**Text section**
Development of Peer-Group-Classification Criteria for the Comparison of Cost Efficiency among General Hospitals under the Korean NHI Program

Hee-Chung Kang 1, Jae-Seok Hong 2, Heon-Jin Park 3
PMCID: PMC3401407  PMID: 22356558

Abstract

Objectives

To classify general hospitals into homogeneous systematic-risk groups in order to compare cost efficiency and propose peer-group-classification criteria.

Data Sources

Health care institution registration data and inpatient-episode-based claims data submitted by the Korea National Health Insurance system to the Health Insurance Review and Assessment Service from July 2007 to December 2009.

Study Design

Cluster analysis was performed to classify general hospitals into peer groups based on similarities in hospital characteristics, case mix complexity, and service-distribution characteristics. Classification criteria reflecting clustering were developed. To test whether the new peer groups better adjusted for differences in systematic risks among peer groups, we compared the R2 statistics of the current and proposed peer groups according to total variations in medical costs per episode and case mix indices influencing the cost efficiency.

Data Collection

A total of 1,236,471 inpatient episodes were constructed for 222 general hospitals in 2008.

Principal Findings

New criteria were developed to classify general hospitals into three peer groups (large general hospitals, small and medium general hospitals treating severe cases, and small and medium general hospitals) according to size and case mix index.

Conclusions

This study provides information about using peer grouping to enhance fairness in the performance assessment of health care providers.

Keywords: Cost efficiency, peer group, cluster analysis


Policy makers in many health insurance systems experiencing rapidly escalating health care expenditures have focused on developing tools to hold physicians accountable for their decisions (Bindman 1999; Austin et al. 2004).

Several strategies have been developed, including utilization review and practice guidelines, to induce physicians to choose more rational, less expensive behavior (Bindman 1999). Many insurance programs have employed utilization review to foster more appropriate payment, but case-by-case utilization review is time consuming, and a more efficient methodology is required to complete the review of a large number of claims within the legally mandated time frame. In this context, profiling is considered to constitute a more efficient mechanism for observing a physician's pattern of care (Bindman 1999; Romano 2004). Performance profiling involves comparing an individual physician's performance during a fixed period with normative standards or with the average performance level of comparable physicians during the same period (Bindman 1999; Smith 2000; Weiss and Wagner 2000; Austin et al. 2004). However, such a performance comparison between hospitals invites dispute due to the difficulties of defining comparable hospitals, particularly comparable general hospitals, which are multipurpose, multiproduct institutions providing ambulatory care in addition to inpatient services (Stefos, Lavallee, and Holden 1992; Sandy 1999; Pink et al. 2009). Contextual as well as patient characteristics must be considered when classifying peer groups of general hospitals to enable adjustment for the many systematic risks that are not easily manageable by hospitals themselves (Austin et al. 2004; Byrne et al. 2009).

The objective of this study was to classify general hospitals into peer groups so that differences in systematic risks can be adjusted and to propose peer-group-classification criteria for assigning newly established general hospitals or those with changing characteristics to appropriate peer groups.

**Task instructions**
a – Answer from the text on hospital peer groups:
(i) How many inpatient episodes were constructed, and for how many general hospitals?
(ii) What are the three peer groups named under the new criteria?
(iii) According to the text, what problem does case-by-case utilization review have?
b – Pick up the text on hospital peer groups after its final sentence and continue it.

(Point-per-instance localization data)
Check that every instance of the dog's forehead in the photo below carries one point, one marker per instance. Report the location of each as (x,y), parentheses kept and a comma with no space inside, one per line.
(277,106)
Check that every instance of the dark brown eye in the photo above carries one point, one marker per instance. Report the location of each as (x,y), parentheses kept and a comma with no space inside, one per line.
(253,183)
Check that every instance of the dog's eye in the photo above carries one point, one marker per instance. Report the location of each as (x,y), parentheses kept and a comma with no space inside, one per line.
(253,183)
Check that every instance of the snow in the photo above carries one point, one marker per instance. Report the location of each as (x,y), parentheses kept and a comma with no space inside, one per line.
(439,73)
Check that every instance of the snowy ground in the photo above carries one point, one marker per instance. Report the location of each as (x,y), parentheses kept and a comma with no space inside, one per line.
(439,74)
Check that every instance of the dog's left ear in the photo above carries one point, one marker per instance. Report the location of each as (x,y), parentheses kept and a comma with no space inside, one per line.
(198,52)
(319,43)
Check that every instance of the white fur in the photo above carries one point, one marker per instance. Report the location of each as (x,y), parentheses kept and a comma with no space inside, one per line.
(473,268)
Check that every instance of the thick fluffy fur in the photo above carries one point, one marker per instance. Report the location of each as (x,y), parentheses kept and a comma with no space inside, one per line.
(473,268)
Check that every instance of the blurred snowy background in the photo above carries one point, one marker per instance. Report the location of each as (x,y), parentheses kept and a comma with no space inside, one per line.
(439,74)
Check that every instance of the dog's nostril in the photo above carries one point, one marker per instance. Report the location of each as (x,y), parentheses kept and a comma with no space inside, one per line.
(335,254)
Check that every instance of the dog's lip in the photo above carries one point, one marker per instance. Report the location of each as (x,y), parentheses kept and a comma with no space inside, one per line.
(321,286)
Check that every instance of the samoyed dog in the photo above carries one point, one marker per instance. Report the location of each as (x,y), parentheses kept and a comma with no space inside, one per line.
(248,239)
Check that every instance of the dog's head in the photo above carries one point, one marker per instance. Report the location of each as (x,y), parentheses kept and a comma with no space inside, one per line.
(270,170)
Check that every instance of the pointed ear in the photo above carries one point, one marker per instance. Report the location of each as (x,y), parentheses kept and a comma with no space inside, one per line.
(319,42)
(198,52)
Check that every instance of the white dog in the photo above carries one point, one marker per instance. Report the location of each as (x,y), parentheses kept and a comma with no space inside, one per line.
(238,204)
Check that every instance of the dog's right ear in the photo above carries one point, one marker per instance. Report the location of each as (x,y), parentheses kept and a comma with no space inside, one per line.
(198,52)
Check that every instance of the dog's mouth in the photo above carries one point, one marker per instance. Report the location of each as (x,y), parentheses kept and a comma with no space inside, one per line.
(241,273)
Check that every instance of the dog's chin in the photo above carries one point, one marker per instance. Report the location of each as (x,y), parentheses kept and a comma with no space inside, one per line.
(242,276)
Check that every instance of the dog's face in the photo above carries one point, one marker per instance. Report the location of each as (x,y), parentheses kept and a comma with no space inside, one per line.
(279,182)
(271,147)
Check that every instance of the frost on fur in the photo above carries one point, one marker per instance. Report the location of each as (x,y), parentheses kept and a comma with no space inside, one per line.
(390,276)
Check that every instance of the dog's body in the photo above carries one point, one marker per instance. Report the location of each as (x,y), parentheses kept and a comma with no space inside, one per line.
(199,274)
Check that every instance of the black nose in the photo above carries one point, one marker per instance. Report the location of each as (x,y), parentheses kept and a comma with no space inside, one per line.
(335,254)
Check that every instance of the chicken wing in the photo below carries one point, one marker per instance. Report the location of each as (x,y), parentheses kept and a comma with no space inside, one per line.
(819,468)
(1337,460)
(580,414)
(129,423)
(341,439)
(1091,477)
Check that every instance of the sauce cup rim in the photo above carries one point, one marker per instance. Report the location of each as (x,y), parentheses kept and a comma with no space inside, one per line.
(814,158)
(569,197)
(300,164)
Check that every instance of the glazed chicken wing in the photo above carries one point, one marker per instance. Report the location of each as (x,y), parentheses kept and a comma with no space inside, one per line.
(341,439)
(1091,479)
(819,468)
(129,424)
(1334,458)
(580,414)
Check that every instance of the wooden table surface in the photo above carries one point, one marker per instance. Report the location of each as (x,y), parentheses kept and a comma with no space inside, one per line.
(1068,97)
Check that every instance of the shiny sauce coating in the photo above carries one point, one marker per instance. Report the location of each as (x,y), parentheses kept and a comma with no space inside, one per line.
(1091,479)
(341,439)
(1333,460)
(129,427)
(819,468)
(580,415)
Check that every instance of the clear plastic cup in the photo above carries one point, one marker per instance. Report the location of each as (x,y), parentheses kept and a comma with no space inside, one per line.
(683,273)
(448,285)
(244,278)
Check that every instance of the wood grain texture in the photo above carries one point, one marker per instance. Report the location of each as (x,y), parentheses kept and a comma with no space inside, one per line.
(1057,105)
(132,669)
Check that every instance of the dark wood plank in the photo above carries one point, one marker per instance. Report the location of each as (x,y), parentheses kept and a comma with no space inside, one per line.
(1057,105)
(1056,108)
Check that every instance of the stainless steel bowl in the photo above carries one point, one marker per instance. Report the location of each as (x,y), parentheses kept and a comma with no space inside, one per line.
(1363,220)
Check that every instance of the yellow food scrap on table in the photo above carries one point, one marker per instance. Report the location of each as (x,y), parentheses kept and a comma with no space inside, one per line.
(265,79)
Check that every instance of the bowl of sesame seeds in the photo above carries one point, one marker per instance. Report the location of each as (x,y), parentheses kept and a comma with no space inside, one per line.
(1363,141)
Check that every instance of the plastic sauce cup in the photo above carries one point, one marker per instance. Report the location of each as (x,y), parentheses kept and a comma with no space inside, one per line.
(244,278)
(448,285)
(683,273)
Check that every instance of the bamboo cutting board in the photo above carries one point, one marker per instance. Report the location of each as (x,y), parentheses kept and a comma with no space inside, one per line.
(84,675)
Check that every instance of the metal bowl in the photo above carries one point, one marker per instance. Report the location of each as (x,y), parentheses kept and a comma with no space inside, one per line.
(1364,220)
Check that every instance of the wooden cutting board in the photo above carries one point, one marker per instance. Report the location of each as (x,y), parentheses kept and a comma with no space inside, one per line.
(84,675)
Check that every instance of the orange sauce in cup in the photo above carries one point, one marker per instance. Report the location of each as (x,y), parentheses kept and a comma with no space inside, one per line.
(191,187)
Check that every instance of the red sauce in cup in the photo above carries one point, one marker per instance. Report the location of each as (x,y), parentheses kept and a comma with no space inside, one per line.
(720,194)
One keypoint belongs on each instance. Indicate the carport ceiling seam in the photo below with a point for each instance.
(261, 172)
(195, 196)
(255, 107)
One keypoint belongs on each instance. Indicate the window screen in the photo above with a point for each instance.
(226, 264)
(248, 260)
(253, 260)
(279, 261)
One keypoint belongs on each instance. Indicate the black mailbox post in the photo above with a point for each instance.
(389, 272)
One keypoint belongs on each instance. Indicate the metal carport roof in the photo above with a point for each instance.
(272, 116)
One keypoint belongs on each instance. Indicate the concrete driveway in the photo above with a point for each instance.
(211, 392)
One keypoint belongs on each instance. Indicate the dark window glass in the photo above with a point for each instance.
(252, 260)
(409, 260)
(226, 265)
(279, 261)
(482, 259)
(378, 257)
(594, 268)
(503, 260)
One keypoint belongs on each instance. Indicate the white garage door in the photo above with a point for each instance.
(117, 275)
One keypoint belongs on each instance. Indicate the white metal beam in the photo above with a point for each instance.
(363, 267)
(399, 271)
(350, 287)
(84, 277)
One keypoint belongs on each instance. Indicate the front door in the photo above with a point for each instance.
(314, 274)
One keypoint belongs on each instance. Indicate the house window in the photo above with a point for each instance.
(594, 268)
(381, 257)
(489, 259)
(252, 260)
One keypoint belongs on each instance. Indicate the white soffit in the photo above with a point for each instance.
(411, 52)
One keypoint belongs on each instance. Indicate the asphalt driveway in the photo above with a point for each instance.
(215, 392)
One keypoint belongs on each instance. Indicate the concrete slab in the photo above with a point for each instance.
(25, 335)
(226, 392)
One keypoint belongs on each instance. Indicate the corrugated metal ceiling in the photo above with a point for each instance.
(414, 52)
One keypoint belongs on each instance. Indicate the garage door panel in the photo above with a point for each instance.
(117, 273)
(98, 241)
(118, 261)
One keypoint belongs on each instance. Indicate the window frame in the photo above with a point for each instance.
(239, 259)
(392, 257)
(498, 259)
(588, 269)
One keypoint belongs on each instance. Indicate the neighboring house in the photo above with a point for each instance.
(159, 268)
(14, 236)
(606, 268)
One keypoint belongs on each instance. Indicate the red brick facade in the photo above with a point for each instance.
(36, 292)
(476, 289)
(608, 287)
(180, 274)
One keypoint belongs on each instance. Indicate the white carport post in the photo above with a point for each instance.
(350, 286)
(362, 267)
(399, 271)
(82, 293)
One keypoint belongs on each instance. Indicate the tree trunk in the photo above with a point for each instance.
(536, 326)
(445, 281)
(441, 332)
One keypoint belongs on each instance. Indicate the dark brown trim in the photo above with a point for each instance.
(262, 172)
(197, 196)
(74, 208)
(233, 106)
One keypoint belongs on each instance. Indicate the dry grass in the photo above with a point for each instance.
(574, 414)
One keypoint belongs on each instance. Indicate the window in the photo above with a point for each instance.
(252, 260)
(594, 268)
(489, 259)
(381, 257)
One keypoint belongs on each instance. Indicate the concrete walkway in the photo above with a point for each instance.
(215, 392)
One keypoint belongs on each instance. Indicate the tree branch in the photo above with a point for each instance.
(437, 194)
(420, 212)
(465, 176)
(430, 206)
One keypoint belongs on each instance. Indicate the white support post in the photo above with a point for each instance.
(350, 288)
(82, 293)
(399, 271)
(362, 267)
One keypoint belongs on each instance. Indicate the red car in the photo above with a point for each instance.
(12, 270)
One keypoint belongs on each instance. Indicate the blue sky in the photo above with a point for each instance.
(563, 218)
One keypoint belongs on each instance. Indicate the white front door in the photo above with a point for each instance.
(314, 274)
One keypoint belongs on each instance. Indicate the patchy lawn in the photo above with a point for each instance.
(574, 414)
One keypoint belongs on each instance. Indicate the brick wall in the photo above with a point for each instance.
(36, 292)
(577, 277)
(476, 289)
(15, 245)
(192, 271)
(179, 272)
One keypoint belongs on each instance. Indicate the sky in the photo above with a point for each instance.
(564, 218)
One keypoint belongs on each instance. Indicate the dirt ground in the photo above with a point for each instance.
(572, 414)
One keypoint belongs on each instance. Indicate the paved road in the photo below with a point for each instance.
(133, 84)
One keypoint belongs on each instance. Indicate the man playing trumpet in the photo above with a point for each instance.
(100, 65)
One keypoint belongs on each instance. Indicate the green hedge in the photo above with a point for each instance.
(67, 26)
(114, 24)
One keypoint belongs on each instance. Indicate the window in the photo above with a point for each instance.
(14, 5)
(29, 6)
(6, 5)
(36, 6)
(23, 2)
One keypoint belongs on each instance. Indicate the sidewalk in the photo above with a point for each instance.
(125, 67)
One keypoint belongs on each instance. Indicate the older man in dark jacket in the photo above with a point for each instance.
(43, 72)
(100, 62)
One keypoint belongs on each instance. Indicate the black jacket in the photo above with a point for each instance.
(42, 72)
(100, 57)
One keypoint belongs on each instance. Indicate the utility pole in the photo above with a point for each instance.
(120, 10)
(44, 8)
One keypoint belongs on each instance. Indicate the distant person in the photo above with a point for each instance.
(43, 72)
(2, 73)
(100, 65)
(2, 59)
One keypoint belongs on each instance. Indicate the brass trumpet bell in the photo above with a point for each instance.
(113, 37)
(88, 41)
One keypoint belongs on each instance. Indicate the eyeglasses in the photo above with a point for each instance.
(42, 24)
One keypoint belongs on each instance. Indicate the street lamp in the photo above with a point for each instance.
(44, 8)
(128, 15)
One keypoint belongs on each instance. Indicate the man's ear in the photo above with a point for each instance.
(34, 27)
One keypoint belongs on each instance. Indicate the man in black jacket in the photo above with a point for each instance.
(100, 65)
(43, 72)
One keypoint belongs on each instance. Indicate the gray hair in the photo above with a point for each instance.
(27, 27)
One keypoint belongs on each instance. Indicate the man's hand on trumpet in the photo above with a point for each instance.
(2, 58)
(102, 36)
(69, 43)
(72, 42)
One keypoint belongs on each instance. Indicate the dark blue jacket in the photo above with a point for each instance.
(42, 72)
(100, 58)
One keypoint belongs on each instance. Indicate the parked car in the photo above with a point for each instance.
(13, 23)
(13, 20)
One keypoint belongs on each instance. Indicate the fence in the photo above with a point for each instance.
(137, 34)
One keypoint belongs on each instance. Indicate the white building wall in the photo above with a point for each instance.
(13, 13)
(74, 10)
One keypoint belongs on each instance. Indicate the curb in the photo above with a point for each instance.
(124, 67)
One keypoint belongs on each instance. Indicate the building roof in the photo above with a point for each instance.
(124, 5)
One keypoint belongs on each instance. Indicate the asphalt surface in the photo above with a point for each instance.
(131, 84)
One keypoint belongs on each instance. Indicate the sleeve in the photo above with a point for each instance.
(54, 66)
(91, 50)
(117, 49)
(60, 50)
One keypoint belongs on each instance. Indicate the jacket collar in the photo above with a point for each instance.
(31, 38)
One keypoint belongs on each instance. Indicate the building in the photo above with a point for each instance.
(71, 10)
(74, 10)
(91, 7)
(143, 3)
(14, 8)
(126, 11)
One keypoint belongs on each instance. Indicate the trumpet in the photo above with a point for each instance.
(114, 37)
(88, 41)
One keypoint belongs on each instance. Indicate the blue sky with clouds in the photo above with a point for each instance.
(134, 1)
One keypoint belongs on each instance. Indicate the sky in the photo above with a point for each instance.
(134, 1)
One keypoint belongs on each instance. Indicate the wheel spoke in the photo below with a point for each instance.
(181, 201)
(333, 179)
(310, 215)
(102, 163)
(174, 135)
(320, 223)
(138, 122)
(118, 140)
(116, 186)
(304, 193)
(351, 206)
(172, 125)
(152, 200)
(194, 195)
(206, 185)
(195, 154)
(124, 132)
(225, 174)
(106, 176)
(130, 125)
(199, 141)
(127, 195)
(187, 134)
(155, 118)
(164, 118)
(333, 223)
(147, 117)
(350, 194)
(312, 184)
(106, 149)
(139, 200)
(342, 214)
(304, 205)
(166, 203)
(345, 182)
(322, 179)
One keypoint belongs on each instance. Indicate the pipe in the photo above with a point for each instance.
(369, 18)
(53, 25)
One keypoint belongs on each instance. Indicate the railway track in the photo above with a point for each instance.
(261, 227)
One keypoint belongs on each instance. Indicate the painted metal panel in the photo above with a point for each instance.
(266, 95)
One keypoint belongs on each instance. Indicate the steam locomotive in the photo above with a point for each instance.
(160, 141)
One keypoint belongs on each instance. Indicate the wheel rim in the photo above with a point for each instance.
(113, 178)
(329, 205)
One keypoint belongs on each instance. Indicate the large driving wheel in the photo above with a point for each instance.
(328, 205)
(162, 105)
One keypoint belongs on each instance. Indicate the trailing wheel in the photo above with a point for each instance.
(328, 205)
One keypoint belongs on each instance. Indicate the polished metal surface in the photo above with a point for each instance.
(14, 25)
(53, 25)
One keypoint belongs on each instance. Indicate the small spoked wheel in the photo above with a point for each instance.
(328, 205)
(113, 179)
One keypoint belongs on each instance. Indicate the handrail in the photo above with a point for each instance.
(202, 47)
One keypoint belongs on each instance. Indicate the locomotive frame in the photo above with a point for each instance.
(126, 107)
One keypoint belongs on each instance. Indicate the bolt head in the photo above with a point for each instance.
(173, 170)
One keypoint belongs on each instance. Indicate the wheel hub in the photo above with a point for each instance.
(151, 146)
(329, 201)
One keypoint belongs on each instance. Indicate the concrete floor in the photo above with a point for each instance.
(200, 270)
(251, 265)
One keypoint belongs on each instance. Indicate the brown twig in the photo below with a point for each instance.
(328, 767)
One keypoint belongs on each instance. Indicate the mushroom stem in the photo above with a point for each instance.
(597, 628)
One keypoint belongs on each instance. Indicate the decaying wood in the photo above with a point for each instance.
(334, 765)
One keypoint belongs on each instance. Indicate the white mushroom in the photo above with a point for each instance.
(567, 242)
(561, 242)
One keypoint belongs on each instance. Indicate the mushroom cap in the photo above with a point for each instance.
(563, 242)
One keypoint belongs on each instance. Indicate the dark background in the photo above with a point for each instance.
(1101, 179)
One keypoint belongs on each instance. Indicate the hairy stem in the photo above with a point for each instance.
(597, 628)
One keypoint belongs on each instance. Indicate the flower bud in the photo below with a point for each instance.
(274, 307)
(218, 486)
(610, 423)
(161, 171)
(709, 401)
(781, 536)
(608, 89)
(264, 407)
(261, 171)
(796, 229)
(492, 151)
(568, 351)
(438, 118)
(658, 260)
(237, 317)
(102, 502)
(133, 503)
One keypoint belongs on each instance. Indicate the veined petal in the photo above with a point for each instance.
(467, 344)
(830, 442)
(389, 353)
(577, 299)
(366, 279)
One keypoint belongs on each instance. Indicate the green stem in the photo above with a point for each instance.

**Exercise answers**
a –
(i) 1,236,471 inpatient episodes were constructed for 222 general hospitals in 2008.
(ii) Large general hospitals, small and medium general hospitals treating severe cases, and small and medium general hospitals.
(iii) It is time consuming.

b –
Methods

Study Setting

The Ministry of Health and Welfare (MOHW) of Korea oversees the National Health Insurance (NHI) Program. In terms of implementation, the National Health Insurance Corporation (NHIC) functions as the insurer, and the Health Insurance Review and Assessment Service (HIRA) conducts reviews and assessments of medical costs. The HIRA review process is designed to minimize the risk of payment for excessive or unnecessary patient care in a fee-for-service-based reimbursement system (HIRA 2010).

Since 1989, benefits under Korea's NHI program have been distributed in two steps. The first step involves primary care institutions (clinics, hospitals, general hospitals), and the second step involves the 44 tertiary general hospitals (NHIC 2011). When an insured individual (dependent) requests medical care at a tertiary general hospital, he or she must present a document issued by the referring physician. Health care institutions are classified into three groups by the number of beds they contain; clinics have fewer than 30 beds, hospitals have 30–99 beds, and general hospitals have more than 99 beds. The MOHW designates tertiary hospitals from general hospital applicants on the basis of whether they meet the standards for teaching hospitals and fulfill other criteria (NHIC 2007). Patients tend to be drawn to general hospitals because large institutions generate greater trust. This phenomenon has been identified as one of the contributors to increased medical costs (Lee and Park 2010).

The HIRA has operated the Comprehensive Management for Appropriate Medical Services System (CM System) overseeing clinics since 2003. The CM system is designed to encourage medical clinics showing extreme patterns of practice and patient care to change voluntarily through feedback provided by economic-performance profiles.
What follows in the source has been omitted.